[What the task asks] Verbatim copy without pictures. Please print every entry as it stands.

[Data to examine]
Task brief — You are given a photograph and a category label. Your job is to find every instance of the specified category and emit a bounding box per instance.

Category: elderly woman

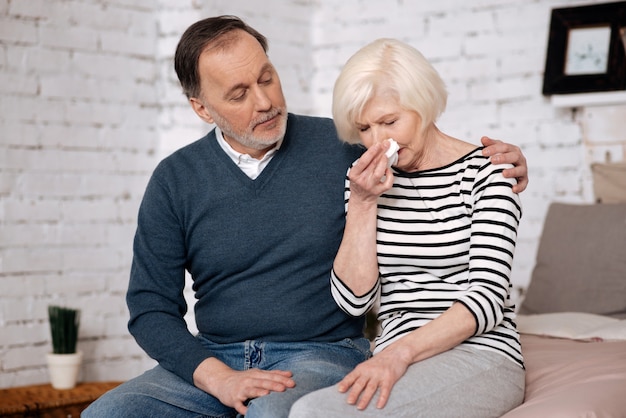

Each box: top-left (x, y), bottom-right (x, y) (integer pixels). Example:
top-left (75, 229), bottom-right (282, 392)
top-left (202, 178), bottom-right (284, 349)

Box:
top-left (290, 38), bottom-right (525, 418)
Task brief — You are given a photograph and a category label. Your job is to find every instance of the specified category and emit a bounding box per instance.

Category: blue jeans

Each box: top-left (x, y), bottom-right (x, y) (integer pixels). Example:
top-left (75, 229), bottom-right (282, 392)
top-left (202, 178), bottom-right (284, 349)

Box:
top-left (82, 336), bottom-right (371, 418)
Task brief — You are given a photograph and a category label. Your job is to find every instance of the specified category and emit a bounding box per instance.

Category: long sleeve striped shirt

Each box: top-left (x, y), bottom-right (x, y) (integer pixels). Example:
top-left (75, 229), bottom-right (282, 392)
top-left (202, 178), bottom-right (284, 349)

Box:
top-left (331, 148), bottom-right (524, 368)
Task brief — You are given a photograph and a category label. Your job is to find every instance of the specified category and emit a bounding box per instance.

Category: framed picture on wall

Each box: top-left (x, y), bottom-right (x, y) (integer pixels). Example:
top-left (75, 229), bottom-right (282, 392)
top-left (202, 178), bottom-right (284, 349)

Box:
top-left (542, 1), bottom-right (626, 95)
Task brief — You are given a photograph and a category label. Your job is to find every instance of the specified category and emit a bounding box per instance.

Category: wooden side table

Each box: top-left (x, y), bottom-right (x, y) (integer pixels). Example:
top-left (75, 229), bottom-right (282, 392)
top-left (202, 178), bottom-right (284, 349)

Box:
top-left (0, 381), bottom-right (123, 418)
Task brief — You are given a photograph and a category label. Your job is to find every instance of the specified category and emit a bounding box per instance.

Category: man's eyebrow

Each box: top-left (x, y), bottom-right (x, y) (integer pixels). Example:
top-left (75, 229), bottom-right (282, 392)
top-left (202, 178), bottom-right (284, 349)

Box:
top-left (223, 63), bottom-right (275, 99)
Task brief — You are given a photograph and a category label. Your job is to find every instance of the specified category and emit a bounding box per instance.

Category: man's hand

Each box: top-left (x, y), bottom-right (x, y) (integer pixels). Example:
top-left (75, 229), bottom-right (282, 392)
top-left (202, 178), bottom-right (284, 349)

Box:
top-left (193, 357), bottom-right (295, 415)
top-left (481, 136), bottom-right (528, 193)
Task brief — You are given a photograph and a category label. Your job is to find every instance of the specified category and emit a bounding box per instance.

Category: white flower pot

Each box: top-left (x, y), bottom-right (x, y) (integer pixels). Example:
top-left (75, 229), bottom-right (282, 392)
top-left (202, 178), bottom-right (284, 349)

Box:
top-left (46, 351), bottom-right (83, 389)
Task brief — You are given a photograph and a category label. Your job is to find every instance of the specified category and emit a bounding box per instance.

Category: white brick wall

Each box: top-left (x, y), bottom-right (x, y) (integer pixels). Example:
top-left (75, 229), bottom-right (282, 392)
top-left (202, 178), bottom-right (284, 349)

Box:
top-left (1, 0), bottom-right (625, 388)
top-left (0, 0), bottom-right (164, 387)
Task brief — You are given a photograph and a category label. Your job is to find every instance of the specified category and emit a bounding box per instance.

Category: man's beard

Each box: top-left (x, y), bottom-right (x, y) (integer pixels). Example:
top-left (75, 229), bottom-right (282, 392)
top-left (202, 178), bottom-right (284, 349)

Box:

[Result for this task]
Task brief — You are given a photograph and a category label. Your job is to find every instance of the specified category and emit a bounding box per instance.

Category: elderly woman


Each box: top-left (x, y), bottom-right (x, y) (integer pixels). Example:
top-left (75, 229), bottom-right (282, 392)
top-left (202, 178), bottom-right (284, 349)

Box:
top-left (290, 38), bottom-right (525, 418)
Task brief — You are given a photograph and a category label. Your job is to find every instance of the specified category and emit a bounding box per instance.

Category: blue jeans

Each box: top-left (x, y), bottom-right (x, y) (integer pixels). Example:
top-left (75, 229), bottom-right (282, 392)
top-left (202, 178), bottom-right (284, 349)

Box:
top-left (82, 336), bottom-right (371, 418)
Task brief — You are given a photograph and a category label. Your job is to find every instance of the specified category and emit a bounding box per instance.

Category: long sleeve striped shirt

Each box: top-left (x, y), bottom-right (x, y) (integer pixels). Example:
top-left (75, 229), bottom-right (282, 392)
top-left (202, 178), bottom-right (284, 349)

Box:
top-left (331, 148), bottom-right (524, 368)
Task brief — You are given a photograph and a category label. Your job is to find every instance of the specified category and emit a bounding box per instance.

Category: framed picture on wall

Each box: top-left (x, y), bottom-right (x, y) (integer pixels). Example:
top-left (75, 229), bottom-right (282, 392)
top-left (202, 178), bottom-right (284, 349)

Box:
top-left (542, 1), bottom-right (626, 95)
Task brief — You are given a photograph and a category label. Your job is to find every instance of the specified category and emit a bounding box per instance.

Category: wooden side table

Each box: top-left (x, y), bottom-right (x, y) (integer pixels). Example:
top-left (75, 229), bottom-right (282, 392)
top-left (202, 178), bottom-right (284, 349)

Box:
top-left (0, 381), bottom-right (123, 418)
Task brief — You are given a photograph and a category label. Your job is to find every instance of the specified category and emit a bounding box per instance.

Category: man's eyebrow

Each box: top-left (x, y), bottom-right (x, y) (integer pixels). Example:
top-left (75, 229), bottom-right (282, 392)
top-left (202, 178), bottom-right (284, 349)

Box:
top-left (223, 63), bottom-right (275, 99)
Task brief — You are given a photograph and a category label. Your job is to find every instance of the specified category and emit a bounding box per instance.

Category: man's hand

Each box: top-left (x, y), bottom-right (x, y) (integer pixels). Example:
top-left (75, 229), bottom-right (282, 392)
top-left (202, 178), bottom-right (284, 349)

Box:
top-left (193, 357), bottom-right (295, 415)
top-left (481, 136), bottom-right (528, 193)
Task brief — You are given a photograph and a category label. Your job is to find every instance of the specified category and emit a bounding box per instance.

Category: white flower pot

Each box: top-left (x, y), bottom-right (x, y) (integer pixels). Example:
top-left (75, 229), bottom-right (282, 392)
top-left (202, 178), bottom-right (284, 349)

Box:
top-left (46, 351), bottom-right (83, 389)
Task brief — You are given a photograph and a category label. Your job is to find every instance of the specified category and emit a bounding box per instance.

Category: white brick wall

Each box: top-left (x, y), bottom-right (x, y) (integer pixels). Example:
top-left (75, 229), bottom-right (282, 392)
top-left (202, 178), bottom-right (284, 349)

Box:
top-left (1, 0), bottom-right (625, 388)
top-left (0, 0), bottom-right (164, 387)
Task brief — You are given a photograph and a category label. Your job is to find every instance of the specified category and emit a bounding box per instance.

Category: man's beard

Each box: top-left (x, y), bottom-right (x, y) (integer pixels). Example:
top-left (75, 229), bottom-right (282, 392)
top-left (202, 178), bottom-right (284, 349)

Box:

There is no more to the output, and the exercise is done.